YOUR TASK
Copy every one of the records below word for word, changing nothing.

start

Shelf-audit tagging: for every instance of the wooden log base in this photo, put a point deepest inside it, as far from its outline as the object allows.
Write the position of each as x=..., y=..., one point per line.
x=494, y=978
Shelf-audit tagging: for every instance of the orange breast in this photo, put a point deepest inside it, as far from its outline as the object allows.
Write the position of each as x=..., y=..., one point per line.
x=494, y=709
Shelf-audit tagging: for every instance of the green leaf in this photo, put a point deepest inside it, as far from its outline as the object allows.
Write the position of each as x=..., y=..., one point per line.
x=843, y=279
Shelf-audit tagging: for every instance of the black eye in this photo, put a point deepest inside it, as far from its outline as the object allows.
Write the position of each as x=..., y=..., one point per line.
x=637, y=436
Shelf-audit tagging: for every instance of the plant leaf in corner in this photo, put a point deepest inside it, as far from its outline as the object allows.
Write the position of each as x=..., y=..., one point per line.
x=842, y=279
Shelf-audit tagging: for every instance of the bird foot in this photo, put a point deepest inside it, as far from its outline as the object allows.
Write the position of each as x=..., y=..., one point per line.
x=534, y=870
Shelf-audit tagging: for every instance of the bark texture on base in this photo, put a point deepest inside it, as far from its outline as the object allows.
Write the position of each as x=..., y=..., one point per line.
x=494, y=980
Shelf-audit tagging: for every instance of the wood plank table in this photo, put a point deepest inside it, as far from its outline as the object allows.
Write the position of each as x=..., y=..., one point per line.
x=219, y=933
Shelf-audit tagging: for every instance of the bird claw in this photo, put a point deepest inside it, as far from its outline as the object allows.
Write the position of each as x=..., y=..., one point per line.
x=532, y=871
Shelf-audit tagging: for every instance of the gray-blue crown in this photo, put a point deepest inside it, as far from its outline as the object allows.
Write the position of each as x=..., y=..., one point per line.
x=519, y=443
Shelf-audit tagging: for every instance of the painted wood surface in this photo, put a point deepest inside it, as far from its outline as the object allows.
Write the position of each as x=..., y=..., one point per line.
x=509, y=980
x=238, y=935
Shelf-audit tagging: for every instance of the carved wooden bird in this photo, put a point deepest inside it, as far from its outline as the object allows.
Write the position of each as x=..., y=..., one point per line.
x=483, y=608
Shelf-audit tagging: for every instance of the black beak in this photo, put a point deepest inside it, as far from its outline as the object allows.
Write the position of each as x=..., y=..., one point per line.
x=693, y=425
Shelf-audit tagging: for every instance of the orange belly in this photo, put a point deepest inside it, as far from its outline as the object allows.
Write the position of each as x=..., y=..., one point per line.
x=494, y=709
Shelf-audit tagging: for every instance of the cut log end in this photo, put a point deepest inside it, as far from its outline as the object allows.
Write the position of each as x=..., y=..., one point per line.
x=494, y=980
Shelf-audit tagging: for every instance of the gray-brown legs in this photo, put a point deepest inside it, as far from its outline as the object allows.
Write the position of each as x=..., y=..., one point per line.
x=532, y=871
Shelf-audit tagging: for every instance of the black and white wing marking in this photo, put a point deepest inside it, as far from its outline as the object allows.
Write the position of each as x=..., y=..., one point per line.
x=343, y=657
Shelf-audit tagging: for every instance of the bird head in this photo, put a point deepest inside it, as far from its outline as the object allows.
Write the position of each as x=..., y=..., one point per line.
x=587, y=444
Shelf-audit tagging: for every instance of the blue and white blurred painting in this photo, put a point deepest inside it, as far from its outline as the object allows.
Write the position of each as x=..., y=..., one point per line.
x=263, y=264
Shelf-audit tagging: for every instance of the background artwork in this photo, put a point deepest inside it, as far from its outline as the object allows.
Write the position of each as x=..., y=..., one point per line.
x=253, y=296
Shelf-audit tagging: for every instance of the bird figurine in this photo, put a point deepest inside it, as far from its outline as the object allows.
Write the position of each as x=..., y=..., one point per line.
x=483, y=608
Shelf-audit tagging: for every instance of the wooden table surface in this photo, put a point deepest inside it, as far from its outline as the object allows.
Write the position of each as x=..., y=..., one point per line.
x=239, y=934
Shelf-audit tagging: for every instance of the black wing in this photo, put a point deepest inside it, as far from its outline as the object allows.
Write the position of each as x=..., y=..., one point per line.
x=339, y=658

end

EXERCISE SOLUTION
Shelf-audit tagging: for every instance of the wooden log base in this photo, put a point deepest inside it, as far from its outline as the object allows.
Write the position of each as x=..., y=..., one point per line.
x=494, y=978
Shelf-audit tagging: for every instance of the orange breast in this photo, put a point deepest inside it, as far from its outline as the object allows.
Write the position of each as x=..., y=..., one point per line.
x=494, y=709
Shelf-audit tagging: for every instance of the green leaf in this photo, put a point deepest inside it, as far from its outline as the object allows.
Write the position of each as x=..., y=..., one point per line.
x=843, y=279
Shelf-audit tagging: for every instance of the black eye in this photo, put a point deepest inside it, as far from its outline as the object allows.
Write the position of each as x=..., y=..., one point per line.
x=637, y=436
Shelf-audit tagging: for every instance of the plant leaf in corner in this photo, put a point deepest inside it, as far from its outline as the object allows.
Write the position of each as x=..., y=..., one point per line.
x=842, y=279
Shelf-audit tagging: for every instance of the bird foot in this photo, put a point deepest inside it, as far from its outline as the object allows.
Write the position of each as x=..., y=..., one point per line.
x=534, y=870
Shelf-audit tagging: for every instance of the bark texture on base in this photo, put a point deepest inside it, as far from its outline as the object allows.
Write the position of each as x=..., y=..., one point per line.
x=494, y=980
Shelf-audit tagging: for every instance of the wood plank table in this photo, put a point deepest inside it, as far from its outline as the object allows.
Write the position of each as x=..., y=..., one point per line.
x=219, y=933
Shelf-audit tagging: for every instance of the bird claw in this photo, put a point deepest inside it, as far from its outline as the object allows.
Write the position of each as x=..., y=..., one point per line.
x=532, y=871
Shelf-audit tagging: for every instance of the gray-blue crown in this photo, put a point deepest inside it, as far from its outline as the object allows.
Write the position of each as x=..., y=..., one point per line.
x=519, y=443
Shelf-audit tagging: for every instance of the painted wood surface in this photo, put a point deepest inside it, as far from its outline as the object allows.
Write the position of each as x=..., y=..., one point per line.
x=509, y=980
x=238, y=935
Shelf-audit tagging: for every instance of the carved wooden bird in this photo, put a point deepest inside it, as far from its outline as the object allows.
Write the position of each as x=..., y=..., one point per line.
x=483, y=608
Shelf-audit tagging: for every instance of the black beak in this photo, put a point deepest inside it, as far from its outline as the object allows.
Write the position of each as x=..., y=..., one point per line.
x=693, y=425
Shelf-audit tagging: for every instance of the orange belly in this photo, put a point deepest inside it, as far from its outline as the object allows.
Write the position of each as x=..., y=..., one point per line.
x=494, y=709
Shelf-audit tagging: for every instance of the cut log end in this photo, put a point deepest inside it, as far from its outline as the object allows.
Write the position of each as x=..., y=..., one point per line.
x=494, y=980
Shelf-audit tagging: for every instance of the gray-brown legs in this photo, put a point deepest inside it, as far from its outline as the object allows.
Write the position of each as x=..., y=..., one point per line.
x=532, y=871
Shelf-audit tagging: for every instance of the black and white wing marking in this photo, put a point deepest inside it, as far from its outline as the object allows.
Write the position of each as x=..., y=..., one point per line.
x=343, y=657
Shelf-audit tagging: for every instance of the bird head in this photo, put a point deepest inside it, as far from its outline as the object allows.
Write the position of each as x=..., y=..., one point per line.
x=587, y=444
Shelf-audit tagging: for every instance of the blue and white blurred painting in this photo, put a point deepest inside it, as far from its outline as the object allows.
Write the position of each as x=..., y=..., one point per line.
x=263, y=264
Shelf-audit tagging: for every instance of the background artwork in this photo, put a point deepest inside it, as far from its outline as the object allows.
Write the position of each as x=..., y=..., one point per line.
x=253, y=296
Shelf-audit tagging: for every instance of the bird figurine in this photo, put a point deepest inside it, as far from its outline as the object allows.
Write the position of each as x=..., y=..., one point per line.
x=483, y=608
Shelf-audit tagging: for every instance of the wooden table surface in this photo, put a point deepest inside it, as far from its outline as the object allows.
Write the position of each as x=..., y=..., one point per line.
x=239, y=934
Shelf-audit tagging: for every instance of the black wing in this photo, put a point deepest inside it, as far from its outline as the object allows.
Write the position of each as x=..., y=..., one point per line.
x=339, y=658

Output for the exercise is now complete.